### [What to do]
Copy the lines of the entries exactly, beginning at the line that contains "the soldier's hand?" and stopping after the line that contains "71), (173, 71)]". Give only those lines.

### [Data provided]
----
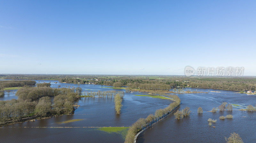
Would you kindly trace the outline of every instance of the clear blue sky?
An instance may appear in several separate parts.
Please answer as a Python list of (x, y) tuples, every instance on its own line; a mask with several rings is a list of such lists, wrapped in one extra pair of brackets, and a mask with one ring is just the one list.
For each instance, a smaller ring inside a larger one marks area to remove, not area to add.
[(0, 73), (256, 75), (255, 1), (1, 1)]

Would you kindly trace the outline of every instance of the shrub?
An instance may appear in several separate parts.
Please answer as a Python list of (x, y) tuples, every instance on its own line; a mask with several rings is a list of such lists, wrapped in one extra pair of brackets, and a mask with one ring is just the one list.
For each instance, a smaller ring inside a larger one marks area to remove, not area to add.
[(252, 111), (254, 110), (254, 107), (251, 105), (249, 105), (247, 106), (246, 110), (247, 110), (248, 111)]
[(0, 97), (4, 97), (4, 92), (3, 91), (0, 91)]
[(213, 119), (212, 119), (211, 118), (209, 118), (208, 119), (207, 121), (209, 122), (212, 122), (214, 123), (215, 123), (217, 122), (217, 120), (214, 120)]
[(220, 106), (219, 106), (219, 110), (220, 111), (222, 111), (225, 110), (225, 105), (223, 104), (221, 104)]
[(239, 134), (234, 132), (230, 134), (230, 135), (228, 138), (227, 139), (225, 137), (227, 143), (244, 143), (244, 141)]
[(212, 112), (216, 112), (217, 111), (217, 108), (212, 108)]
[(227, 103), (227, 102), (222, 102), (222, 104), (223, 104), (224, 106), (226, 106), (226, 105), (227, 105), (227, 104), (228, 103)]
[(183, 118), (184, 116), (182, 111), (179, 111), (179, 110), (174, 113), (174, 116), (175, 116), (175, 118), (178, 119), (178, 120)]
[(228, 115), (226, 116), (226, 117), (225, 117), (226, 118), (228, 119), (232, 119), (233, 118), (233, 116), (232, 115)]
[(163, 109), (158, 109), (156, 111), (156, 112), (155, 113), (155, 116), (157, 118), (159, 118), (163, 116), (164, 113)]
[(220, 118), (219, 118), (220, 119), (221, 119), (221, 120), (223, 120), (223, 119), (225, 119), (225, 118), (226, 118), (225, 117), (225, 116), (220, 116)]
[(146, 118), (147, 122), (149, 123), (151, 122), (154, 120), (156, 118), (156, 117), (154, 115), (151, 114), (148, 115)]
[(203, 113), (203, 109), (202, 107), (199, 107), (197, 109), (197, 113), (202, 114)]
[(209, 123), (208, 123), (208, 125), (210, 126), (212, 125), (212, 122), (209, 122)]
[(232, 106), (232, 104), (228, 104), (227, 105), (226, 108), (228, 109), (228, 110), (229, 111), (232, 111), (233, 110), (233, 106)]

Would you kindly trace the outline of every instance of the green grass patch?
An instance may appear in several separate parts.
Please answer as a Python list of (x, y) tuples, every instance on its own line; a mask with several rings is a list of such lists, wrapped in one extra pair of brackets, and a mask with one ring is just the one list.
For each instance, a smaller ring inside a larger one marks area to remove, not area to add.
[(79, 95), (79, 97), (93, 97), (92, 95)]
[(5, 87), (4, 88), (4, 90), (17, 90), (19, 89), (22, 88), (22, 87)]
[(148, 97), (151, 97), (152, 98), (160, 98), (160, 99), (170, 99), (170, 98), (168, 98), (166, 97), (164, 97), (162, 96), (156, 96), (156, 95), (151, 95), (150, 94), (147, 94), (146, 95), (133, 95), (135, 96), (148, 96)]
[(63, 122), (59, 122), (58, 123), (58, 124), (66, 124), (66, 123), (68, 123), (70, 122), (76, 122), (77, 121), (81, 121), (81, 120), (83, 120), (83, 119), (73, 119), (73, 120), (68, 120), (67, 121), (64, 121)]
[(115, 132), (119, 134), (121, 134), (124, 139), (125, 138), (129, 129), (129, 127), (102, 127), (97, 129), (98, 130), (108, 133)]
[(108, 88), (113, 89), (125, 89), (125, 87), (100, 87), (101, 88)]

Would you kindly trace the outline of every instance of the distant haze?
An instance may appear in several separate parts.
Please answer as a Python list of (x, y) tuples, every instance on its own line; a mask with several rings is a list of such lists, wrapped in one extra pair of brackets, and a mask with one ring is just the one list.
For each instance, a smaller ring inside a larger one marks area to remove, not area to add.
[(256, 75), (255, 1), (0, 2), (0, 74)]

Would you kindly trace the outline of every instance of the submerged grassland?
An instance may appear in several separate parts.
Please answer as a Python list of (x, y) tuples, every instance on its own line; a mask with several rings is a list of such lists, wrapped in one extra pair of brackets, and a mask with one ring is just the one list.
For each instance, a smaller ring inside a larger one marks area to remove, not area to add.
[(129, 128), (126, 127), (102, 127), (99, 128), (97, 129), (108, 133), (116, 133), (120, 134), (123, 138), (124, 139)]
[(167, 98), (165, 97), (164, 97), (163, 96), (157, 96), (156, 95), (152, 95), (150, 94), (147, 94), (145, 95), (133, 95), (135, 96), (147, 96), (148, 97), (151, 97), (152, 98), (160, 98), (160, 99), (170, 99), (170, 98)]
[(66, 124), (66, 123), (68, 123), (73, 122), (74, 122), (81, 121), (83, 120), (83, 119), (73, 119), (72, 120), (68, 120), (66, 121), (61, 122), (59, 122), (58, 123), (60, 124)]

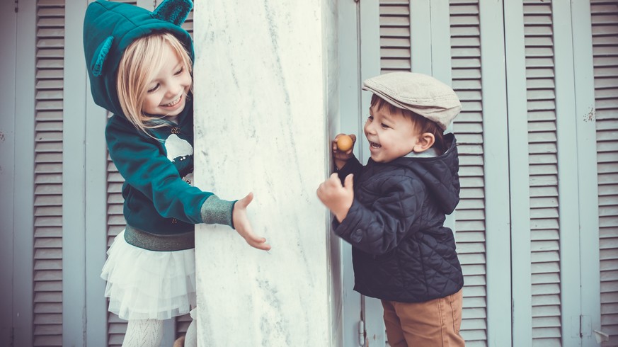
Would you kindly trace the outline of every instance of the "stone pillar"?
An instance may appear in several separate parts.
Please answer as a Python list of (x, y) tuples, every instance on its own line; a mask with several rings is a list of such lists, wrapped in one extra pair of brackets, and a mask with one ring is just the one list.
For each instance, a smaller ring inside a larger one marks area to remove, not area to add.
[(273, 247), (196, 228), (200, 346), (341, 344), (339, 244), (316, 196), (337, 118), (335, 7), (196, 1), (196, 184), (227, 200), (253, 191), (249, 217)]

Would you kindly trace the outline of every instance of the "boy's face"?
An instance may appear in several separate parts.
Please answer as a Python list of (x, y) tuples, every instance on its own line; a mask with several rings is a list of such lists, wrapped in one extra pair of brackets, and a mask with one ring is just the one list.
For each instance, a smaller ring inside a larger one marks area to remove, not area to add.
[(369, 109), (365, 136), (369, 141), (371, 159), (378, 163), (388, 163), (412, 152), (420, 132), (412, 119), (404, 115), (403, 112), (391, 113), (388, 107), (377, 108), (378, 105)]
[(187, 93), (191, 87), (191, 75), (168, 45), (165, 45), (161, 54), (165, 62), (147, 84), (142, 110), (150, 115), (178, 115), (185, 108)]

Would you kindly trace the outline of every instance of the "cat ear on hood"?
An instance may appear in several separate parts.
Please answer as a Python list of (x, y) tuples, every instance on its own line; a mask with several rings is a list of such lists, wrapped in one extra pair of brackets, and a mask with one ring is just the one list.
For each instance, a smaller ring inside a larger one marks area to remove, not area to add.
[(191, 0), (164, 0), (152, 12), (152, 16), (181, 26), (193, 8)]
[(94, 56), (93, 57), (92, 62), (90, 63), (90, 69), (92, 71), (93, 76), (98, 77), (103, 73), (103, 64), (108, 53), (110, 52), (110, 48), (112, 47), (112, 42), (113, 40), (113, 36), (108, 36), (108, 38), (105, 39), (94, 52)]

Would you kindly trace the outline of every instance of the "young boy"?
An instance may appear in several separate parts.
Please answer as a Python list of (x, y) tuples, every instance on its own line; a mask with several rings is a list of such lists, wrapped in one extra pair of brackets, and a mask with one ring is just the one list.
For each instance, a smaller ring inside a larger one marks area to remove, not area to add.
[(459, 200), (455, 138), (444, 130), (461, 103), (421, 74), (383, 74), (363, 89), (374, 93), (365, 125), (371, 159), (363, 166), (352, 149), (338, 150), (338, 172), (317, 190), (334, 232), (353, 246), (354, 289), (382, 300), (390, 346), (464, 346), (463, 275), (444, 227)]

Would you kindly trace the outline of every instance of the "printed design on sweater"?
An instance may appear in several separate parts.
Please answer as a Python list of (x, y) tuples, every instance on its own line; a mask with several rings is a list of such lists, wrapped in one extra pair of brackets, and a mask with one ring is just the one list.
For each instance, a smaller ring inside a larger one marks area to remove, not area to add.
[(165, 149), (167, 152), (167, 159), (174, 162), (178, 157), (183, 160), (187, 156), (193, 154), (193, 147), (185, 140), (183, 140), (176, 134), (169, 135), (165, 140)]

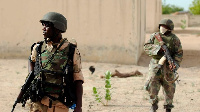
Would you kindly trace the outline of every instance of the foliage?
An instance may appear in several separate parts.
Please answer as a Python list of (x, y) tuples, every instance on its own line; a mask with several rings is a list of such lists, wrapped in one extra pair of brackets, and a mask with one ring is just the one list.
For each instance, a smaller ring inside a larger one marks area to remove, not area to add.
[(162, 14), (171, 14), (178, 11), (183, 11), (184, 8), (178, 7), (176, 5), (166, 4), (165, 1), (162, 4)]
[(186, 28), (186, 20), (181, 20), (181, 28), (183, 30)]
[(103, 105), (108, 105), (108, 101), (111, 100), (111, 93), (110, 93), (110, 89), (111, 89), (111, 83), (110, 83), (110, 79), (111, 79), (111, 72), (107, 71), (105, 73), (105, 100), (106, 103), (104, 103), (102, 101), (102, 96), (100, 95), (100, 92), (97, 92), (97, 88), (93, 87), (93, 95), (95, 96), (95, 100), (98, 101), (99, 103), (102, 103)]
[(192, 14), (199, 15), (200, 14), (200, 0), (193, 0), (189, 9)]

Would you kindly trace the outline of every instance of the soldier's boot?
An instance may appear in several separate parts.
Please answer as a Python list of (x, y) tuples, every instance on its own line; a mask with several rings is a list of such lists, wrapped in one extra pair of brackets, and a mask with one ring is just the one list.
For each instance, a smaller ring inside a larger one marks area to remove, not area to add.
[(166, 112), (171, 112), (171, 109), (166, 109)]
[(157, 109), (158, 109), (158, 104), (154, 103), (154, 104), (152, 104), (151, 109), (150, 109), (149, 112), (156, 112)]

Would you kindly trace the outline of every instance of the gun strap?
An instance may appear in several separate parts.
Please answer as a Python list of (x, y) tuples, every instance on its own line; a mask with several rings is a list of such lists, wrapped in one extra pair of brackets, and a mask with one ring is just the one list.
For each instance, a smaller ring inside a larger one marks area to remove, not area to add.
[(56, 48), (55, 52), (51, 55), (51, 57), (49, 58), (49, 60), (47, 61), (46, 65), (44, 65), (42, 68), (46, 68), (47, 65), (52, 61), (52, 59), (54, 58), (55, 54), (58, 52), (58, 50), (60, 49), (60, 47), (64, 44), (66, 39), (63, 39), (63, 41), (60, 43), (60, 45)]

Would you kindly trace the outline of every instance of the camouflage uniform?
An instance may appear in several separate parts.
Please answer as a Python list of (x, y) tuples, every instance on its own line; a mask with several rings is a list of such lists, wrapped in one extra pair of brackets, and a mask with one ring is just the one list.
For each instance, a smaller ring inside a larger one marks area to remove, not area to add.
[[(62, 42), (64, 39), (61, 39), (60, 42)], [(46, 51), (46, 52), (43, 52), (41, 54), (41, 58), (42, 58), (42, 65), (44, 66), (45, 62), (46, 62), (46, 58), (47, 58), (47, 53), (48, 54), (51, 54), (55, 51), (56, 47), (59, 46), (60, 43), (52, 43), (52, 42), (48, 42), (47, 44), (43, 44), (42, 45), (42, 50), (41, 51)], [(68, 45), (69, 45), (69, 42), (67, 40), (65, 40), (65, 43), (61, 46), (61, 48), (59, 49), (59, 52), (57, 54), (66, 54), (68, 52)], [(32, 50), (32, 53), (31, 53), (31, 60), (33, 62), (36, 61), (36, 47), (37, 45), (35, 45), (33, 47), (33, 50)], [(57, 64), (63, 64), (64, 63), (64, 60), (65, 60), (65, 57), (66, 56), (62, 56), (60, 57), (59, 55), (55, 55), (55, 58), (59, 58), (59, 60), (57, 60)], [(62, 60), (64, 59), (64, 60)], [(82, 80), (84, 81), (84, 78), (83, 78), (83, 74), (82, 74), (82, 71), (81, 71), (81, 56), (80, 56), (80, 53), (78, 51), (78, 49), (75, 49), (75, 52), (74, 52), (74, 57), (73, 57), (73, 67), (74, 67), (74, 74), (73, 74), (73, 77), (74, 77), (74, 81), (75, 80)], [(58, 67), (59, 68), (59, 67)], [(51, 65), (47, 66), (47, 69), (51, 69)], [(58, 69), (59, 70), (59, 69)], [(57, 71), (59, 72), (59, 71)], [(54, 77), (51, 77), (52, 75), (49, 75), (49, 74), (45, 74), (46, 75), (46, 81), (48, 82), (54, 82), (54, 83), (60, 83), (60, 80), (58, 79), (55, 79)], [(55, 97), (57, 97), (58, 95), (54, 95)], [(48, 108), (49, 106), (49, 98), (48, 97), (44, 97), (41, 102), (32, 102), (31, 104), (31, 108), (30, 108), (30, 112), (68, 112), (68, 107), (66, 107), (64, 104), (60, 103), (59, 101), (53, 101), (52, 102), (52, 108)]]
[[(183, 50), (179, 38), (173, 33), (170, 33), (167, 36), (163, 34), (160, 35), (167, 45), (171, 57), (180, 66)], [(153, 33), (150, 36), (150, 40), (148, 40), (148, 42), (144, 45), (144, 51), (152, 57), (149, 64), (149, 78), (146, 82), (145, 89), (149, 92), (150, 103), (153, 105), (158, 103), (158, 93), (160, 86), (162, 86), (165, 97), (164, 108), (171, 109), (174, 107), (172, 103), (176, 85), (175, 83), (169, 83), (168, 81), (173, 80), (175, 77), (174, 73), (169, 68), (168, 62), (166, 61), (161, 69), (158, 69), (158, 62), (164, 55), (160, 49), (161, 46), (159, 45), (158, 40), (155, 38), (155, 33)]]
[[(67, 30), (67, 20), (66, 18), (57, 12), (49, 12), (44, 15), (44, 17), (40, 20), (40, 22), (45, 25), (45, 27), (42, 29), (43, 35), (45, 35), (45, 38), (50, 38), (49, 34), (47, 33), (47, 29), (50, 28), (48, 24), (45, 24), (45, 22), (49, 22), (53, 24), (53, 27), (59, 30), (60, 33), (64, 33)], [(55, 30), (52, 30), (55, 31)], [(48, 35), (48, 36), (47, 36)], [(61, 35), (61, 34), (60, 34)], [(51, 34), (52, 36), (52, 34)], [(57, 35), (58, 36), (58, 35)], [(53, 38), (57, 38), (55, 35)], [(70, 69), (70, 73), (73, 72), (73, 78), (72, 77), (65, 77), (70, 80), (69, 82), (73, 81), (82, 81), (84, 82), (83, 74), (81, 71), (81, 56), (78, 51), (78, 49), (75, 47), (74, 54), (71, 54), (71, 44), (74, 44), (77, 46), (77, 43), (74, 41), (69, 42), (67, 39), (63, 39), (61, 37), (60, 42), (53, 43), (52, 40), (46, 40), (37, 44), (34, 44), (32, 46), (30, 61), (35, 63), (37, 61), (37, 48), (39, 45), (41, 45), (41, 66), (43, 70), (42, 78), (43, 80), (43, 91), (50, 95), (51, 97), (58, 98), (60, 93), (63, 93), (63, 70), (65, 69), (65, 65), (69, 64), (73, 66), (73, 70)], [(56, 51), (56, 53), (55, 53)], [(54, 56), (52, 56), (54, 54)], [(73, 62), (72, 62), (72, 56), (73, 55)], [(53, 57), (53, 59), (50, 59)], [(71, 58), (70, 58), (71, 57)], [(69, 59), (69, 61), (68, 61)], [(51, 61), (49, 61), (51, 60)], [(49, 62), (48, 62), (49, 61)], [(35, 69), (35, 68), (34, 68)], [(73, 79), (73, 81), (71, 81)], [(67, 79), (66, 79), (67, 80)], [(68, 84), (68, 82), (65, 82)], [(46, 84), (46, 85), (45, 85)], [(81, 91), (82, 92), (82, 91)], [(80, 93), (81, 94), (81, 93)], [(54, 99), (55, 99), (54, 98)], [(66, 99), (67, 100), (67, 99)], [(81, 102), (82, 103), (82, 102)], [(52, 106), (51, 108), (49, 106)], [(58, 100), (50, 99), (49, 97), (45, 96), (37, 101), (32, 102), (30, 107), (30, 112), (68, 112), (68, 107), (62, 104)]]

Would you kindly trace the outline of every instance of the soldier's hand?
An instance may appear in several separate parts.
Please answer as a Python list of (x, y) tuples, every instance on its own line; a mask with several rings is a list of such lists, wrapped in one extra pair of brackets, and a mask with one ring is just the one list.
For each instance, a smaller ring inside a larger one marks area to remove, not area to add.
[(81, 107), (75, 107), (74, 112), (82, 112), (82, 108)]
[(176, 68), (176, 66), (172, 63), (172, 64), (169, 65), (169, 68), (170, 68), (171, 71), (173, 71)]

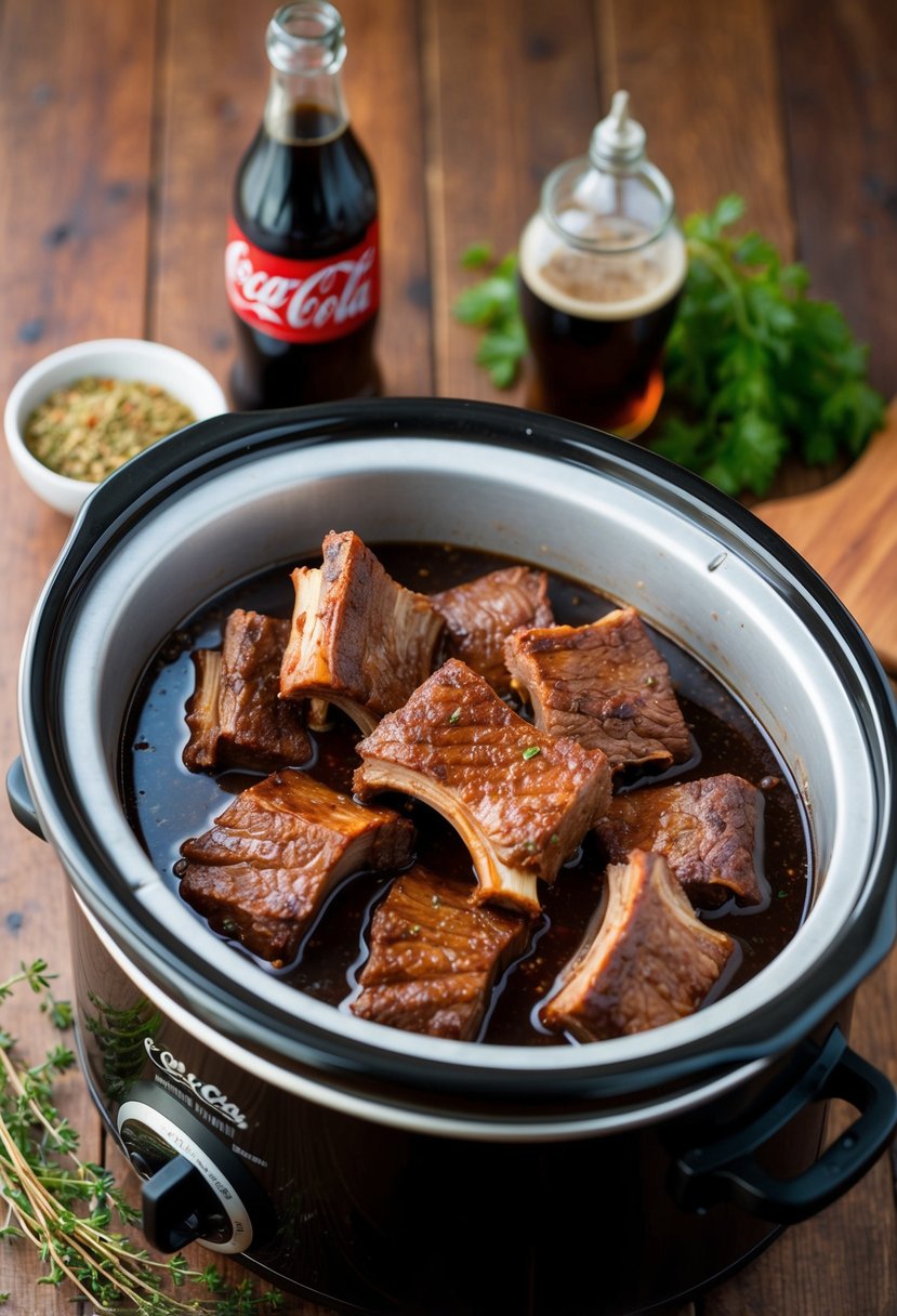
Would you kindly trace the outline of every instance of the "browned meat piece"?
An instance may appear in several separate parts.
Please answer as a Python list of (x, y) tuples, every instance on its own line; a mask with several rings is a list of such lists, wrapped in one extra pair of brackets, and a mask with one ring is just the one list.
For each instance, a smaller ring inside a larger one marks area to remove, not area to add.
----
### [Final answer]
Would you kindly trace the outline of every instance of the soldier's hand?
An instance may appear in several separate parts.
Please answer as a Python list of (x, y) tuples, every instance on its own line; a mask with several rings is a list of such lists, wrapped in one extra pair of brackets, and a mask with one ring is just the one list.
For each instance, a smaller ring inside a larger one marks area to remove, not area to add.
[(81, 107), (75, 107), (74, 112), (82, 112), (82, 108)]
[(176, 68), (176, 66), (172, 63), (172, 64), (169, 65), (169, 68), (170, 68), (171, 71), (173, 71)]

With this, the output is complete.